EXCERPTED TEXT: Begin

Historically, many therapeutic attempts were tried to treat CCD but, unfortunately, most had been found to be ineffective in reducing the severity of the disease and its long-term complications. Moreover, replacement therapy with oral NaCl and KCl substitution has been shown to ensure normal growth and development in children and partially prevent complications but it does not reduce the diarrhoea. Over-substitution must be avoided because it may even increase diarrhoea by an osmotic mechanism (9). Regular ORS and Omeprazole can significantly reduce the amount of water loss in diarrhoea but it does not completely prevent this. The patient developed iron-deficiency anaemia, which might be due to reduced iron absorption that was corrected by oral iron supplementation. Butyrate and cholestyramine can be used as diarrhoea-reducing therapies but these agents are unable to completely reduce the watery portion of stool (10,11).

We found a significant reduction in the watery portion of stool when we started Captopril in our patient, and diarrhoea was almost resolved over a longer period of treatment. The use of Captopril may help in reducing the recommended dose of potassium chloride supplementation by preventing the conversion of angiotensin I to angiotensin II described earlier in this paper. Acute exacerbations of electrolyte imbalance may also be labile and disturbed even by slight infections. The patient used to live with diarrhoea with an adequate social adjustment.

Conclusions

The diagnosis of CCD by clinicians, even in resource-limited settings, may be simple, although it is potentially a fatal or disabling disease if remains undiagnosed and untreated. History of polyhydramnios, watery diarrhoea, failure to thrive, poor growth, metabolic alkalosis, hypokalaemia, or hypochloraemia may be an alarming set of findings for the early diagnosis that can be strengthened by faecal measurement of chloride content. Captopril may be the choice of drug in managing children with CCD, which may also help reduce the need for recommended dose of potassium and sodium supplementation in CCD.

ACKNOWLEDGEMENTS

We are grateful to Dr. Mustofa Doha, Dr. Nasir Uddin, and Dr. Kazi Nazmus Saqeeb for their help in preparing the manuscript. We thank all clinicians and nurses of Dhaka Hospital of icddr,b, who were involved in taking care of the patient.

Conflict of interest: Authors declare no conflicts of interest and financial relationships relevant to this article.

EXCERPTED TEXT: End
SOURCE INFORMATION: Begin

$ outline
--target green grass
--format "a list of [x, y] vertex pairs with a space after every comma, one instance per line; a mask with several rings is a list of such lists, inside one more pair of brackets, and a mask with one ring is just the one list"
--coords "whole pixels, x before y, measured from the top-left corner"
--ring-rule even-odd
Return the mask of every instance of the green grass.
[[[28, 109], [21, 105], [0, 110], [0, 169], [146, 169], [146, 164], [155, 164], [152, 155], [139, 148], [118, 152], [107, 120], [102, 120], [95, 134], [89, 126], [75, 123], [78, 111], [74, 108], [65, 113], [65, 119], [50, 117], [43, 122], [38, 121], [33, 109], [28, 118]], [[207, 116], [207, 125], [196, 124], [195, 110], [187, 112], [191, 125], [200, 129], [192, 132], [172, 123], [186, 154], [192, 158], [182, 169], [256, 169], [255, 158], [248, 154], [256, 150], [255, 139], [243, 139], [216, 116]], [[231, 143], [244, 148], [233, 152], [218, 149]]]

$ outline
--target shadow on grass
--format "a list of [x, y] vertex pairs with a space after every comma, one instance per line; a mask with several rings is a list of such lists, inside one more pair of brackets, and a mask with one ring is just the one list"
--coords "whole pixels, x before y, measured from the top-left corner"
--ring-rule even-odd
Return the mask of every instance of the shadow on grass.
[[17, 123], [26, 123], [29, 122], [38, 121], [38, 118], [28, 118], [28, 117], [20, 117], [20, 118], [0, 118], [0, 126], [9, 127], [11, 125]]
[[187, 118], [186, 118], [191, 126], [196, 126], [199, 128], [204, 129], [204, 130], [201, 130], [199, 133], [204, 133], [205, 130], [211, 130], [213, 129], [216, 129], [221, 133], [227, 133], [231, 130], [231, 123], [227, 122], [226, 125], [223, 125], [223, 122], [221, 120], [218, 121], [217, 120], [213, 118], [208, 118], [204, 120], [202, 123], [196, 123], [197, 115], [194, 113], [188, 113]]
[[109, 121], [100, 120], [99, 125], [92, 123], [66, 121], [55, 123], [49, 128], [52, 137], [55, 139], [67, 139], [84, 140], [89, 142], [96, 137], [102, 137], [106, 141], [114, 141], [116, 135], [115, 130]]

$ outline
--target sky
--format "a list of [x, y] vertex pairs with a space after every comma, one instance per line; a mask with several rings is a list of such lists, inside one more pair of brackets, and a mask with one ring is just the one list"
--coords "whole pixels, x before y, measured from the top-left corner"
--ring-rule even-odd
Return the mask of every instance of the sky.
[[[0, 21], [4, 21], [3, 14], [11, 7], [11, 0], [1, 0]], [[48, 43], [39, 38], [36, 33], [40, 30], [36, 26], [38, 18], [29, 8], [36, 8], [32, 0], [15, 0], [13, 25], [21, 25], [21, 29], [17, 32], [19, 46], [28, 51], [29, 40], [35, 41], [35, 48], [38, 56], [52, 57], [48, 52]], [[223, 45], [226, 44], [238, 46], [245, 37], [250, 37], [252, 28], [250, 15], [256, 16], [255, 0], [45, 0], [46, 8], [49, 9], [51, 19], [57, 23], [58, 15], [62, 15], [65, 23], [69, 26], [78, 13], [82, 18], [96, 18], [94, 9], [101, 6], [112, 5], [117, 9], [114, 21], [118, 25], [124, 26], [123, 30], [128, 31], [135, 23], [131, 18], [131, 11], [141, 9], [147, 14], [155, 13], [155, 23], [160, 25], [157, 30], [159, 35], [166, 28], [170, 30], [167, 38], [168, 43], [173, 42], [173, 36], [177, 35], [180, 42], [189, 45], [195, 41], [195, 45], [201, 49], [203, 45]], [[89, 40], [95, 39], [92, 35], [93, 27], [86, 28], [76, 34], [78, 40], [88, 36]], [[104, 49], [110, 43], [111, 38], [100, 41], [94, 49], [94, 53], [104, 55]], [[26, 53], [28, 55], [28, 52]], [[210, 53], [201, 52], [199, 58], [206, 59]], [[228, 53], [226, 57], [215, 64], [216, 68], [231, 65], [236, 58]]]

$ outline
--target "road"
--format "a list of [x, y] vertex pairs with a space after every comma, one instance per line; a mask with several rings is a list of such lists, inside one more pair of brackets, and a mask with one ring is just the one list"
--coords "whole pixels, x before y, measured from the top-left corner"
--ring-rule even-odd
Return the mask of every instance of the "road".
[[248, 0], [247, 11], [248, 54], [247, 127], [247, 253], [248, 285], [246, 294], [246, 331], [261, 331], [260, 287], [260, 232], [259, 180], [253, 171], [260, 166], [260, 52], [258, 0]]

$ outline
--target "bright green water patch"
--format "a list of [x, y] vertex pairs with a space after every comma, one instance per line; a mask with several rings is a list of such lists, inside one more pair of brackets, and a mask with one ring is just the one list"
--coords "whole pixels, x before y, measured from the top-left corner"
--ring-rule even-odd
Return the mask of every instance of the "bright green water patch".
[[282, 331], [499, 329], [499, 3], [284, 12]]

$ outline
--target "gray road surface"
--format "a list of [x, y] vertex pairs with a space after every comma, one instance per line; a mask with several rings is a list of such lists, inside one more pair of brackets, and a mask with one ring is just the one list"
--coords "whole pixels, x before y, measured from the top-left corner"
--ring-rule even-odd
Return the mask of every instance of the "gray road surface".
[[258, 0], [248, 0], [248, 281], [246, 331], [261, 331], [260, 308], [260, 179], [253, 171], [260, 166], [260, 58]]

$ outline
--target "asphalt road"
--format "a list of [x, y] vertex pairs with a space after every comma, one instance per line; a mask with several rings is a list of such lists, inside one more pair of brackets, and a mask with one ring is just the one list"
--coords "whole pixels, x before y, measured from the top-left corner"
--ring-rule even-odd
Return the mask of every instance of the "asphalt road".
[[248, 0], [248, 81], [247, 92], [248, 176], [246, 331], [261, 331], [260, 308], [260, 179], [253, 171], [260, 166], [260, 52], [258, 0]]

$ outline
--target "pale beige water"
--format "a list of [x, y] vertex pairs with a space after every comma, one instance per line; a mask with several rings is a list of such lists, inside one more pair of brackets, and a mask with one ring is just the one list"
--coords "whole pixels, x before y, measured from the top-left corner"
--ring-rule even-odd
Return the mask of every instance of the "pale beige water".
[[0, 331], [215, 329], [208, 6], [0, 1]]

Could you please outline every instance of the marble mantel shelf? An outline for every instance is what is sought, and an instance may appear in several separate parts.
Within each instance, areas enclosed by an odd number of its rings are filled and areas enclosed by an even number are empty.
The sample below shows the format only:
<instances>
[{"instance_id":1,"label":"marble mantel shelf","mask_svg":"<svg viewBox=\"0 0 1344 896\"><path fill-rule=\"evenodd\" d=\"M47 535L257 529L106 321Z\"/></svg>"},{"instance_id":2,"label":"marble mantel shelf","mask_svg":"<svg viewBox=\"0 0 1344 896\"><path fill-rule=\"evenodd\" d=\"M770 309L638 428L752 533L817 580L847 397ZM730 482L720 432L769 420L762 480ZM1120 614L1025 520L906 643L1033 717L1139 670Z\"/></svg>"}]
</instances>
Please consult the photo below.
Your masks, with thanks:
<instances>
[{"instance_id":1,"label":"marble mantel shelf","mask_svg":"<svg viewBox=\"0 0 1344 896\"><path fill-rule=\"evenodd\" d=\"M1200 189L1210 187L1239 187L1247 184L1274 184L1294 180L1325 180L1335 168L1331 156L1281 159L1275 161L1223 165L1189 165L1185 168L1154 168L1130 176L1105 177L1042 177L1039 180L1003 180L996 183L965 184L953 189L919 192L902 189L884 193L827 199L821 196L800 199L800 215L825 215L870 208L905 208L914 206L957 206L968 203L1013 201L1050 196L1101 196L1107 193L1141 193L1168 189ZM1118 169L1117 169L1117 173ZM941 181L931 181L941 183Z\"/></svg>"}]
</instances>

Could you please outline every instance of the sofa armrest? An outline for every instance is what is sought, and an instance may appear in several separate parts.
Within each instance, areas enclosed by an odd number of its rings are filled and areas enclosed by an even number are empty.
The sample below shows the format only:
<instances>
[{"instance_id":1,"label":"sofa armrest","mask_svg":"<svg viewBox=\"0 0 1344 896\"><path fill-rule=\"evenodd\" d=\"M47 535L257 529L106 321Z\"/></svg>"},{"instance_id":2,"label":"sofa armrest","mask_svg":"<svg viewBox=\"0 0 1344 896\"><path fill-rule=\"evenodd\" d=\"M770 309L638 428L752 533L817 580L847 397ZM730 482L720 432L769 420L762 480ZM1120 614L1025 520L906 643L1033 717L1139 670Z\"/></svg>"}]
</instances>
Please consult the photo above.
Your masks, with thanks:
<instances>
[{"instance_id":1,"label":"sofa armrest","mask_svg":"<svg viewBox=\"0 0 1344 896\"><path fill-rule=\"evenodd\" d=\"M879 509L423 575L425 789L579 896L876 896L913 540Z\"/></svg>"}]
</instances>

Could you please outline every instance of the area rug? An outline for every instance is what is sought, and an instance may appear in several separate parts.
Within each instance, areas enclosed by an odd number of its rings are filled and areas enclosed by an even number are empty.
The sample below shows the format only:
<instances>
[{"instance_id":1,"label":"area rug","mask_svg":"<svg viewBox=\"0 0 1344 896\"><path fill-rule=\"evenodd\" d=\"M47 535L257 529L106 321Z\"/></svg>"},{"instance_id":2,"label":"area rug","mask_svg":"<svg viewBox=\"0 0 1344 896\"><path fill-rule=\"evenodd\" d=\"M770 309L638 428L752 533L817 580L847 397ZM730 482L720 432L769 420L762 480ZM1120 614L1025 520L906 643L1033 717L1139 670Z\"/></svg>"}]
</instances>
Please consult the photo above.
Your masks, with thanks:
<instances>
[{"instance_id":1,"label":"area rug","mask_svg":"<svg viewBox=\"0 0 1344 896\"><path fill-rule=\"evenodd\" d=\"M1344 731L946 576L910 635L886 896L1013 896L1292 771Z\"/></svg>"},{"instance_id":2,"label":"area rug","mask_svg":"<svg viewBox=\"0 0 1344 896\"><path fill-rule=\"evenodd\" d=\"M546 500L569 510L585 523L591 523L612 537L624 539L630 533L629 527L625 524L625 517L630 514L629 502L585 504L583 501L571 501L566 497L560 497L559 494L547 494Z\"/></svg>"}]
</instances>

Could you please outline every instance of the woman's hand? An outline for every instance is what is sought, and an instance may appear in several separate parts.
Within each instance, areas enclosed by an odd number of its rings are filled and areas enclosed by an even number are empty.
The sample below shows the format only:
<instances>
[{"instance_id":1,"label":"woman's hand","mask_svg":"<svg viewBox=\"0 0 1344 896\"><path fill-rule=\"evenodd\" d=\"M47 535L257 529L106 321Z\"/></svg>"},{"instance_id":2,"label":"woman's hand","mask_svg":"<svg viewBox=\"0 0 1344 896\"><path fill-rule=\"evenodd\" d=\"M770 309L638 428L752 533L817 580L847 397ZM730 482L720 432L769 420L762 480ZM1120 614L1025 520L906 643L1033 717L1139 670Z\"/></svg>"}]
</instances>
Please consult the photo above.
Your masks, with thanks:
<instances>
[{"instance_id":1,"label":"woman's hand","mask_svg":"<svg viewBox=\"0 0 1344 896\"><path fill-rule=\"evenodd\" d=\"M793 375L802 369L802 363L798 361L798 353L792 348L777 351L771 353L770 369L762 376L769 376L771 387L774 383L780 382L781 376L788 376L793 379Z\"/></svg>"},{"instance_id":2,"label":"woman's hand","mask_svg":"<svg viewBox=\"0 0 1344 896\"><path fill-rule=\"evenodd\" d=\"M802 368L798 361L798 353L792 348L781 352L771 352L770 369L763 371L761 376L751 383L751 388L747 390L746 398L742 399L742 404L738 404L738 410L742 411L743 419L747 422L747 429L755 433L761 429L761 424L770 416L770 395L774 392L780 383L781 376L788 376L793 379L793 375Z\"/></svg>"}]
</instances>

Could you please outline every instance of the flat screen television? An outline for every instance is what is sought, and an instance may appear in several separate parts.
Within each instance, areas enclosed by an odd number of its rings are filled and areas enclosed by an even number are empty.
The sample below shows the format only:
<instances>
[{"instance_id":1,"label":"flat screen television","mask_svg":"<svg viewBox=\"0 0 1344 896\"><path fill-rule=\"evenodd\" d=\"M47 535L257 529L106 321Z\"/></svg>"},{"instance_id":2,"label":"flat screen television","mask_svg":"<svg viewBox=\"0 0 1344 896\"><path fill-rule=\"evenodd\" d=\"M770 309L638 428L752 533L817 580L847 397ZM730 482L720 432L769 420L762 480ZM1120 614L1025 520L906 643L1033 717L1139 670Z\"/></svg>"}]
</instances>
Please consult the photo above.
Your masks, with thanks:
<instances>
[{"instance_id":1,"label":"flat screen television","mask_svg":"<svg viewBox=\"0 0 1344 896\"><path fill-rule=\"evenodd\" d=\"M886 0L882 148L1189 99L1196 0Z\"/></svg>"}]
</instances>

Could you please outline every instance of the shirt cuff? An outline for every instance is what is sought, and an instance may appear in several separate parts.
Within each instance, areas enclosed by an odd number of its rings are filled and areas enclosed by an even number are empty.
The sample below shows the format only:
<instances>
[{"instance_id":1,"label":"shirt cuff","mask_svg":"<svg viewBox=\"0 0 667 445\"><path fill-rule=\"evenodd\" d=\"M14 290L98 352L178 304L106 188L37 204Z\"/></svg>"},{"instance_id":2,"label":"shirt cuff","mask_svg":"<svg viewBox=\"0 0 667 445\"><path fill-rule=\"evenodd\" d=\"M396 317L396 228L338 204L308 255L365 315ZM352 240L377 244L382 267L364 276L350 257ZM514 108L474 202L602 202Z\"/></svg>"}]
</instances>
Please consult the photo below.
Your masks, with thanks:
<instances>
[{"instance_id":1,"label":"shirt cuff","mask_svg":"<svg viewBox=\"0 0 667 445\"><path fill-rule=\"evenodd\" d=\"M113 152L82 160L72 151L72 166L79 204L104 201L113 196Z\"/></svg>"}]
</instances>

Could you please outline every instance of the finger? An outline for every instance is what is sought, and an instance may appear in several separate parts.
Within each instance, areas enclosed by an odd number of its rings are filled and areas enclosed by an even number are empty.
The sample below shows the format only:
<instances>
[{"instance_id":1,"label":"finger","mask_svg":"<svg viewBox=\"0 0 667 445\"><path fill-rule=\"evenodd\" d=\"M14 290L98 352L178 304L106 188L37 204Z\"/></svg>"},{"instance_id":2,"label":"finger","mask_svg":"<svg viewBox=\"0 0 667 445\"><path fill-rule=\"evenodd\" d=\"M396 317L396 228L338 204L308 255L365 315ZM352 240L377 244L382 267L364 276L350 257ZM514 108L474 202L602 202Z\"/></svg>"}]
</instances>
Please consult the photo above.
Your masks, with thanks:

SOURCE INFORMATION: End

→ WORK ORDER:
From the case report on congenital chloride diarrhea above, repeat word for word the passage from "We are grateful" up to and including "of the patient.".

→ RESULT:
We are grateful to Dr. Mustofa Doha, Dr. Nasir Uddin, and Dr. Kazi Nazmus Saqeeb for their help in preparing the manuscript. We thank all clinicians and nurses of Dhaka Hospital of icddr,b, who were involved in taking care of the patient.